*Source data*:
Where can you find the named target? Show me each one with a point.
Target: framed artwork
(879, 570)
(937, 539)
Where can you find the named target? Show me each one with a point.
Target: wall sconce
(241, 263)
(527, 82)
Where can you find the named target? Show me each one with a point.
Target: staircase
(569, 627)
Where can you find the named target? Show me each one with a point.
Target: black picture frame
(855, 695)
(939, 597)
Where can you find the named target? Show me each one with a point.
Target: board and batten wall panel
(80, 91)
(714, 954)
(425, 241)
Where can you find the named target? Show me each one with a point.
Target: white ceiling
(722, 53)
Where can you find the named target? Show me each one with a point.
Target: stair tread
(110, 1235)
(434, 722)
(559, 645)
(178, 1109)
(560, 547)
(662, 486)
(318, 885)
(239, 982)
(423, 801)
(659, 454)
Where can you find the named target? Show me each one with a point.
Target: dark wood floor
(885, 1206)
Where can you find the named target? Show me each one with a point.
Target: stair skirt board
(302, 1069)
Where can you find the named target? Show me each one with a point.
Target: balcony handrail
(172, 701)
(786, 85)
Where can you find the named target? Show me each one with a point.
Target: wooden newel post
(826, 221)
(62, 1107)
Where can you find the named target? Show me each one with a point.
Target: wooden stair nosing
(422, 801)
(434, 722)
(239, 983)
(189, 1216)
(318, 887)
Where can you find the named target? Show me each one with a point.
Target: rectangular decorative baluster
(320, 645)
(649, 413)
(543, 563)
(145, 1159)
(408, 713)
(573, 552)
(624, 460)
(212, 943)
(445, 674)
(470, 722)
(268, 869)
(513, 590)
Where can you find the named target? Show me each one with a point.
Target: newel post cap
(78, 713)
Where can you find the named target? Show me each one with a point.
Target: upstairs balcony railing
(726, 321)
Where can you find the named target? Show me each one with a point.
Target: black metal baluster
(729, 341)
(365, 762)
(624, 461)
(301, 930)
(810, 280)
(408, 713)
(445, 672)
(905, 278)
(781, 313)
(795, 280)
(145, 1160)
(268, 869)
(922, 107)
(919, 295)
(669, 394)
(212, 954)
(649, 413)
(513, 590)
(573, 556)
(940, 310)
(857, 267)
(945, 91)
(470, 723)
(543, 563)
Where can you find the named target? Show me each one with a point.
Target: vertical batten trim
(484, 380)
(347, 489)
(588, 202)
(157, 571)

*Aim of the task*: Restate each record word for word.

*Solution*:
Where can you find the named target? Show me each one with a point.
Target: framed artwork
(879, 570)
(937, 539)
Where can you find the named target? Show me each one with a point.
Target: wall sconce
(241, 263)
(527, 82)
Where can you find the named target? Show me each one with a point.
Target: staircase
(569, 627)
Where can you find the named target? Show me each one with a point.
Target: black picture frame
(855, 695)
(939, 597)
Where can you find the named target? Show me each one with a point.
Target: board and batten wall panel
(80, 91)
(714, 954)
(425, 241)
Where can you find the named target? Show me each one with a point.
Target: white ceiling
(722, 53)
Where can you find the named target? Show me each one with a point.
Target: stair tread
(110, 1235)
(434, 722)
(559, 645)
(178, 1109)
(560, 547)
(662, 486)
(318, 885)
(239, 982)
(423, 801)
(659, 454)
Where can you find the named target? Show me each one with a point.
Target: dark wood floor
(885, 1206)
Where can you find the named target? Show me each one with a point.
Target: stair skirt board
(302, 1069)
Where can you find the named target? Show me each one with a point.
Target: balcony handrail
(172, 701)
(786, 85)
Where can you find the named target? Show me each one with a point.
Target: wooden newel post
(826, 221)
(62, 1107)
Where can you find the named target? Show me each one with a point.
Target: wooden stair nosing
(422, 801)
(434, 722)
(239, 983)
(189, 1216)
(318, 887)
Where can you find the named target? Show me each one with a point.
Target: rectangular decorative baluster
(320, 645)
(649, 413)
(543, 563)
(145, 1159)
(408, 713)
(573, 552)
(624, 460)
(212, 943)
(445, 674)
(470, 722)
(268, 869)
(513, 590)
Where can you find the named target? Show me each one with a point.
Target: newel post cap
(78, 713)
Where can you find the named target? Show me each one with a point.
Target: upstairs balcony railing
(726, 321)
Where can you find the named target? Show me each one with a point.
Target: black metal baluster
(729, 341)
(365, 762)
(624, 461)
(301, 930)
(810, 280)
(408, 713)
(445, 672)
(905, 278)
(781, 313)
(795, 280)
(145, 1160)
(268, 869)
(922, 107)
(919, 295)
(669, 394)
(212, 954)
(649, 413)
(513, 590)
(573, 556)
(940, 310)
(857, 267)
(945, 91)
(470, 723)
(543, 563)
Where can you find the named target? Show me each one with a point.
Target: vertical batten trim
(484, 380)
(347, 489)
(588, 202)
(157, 571)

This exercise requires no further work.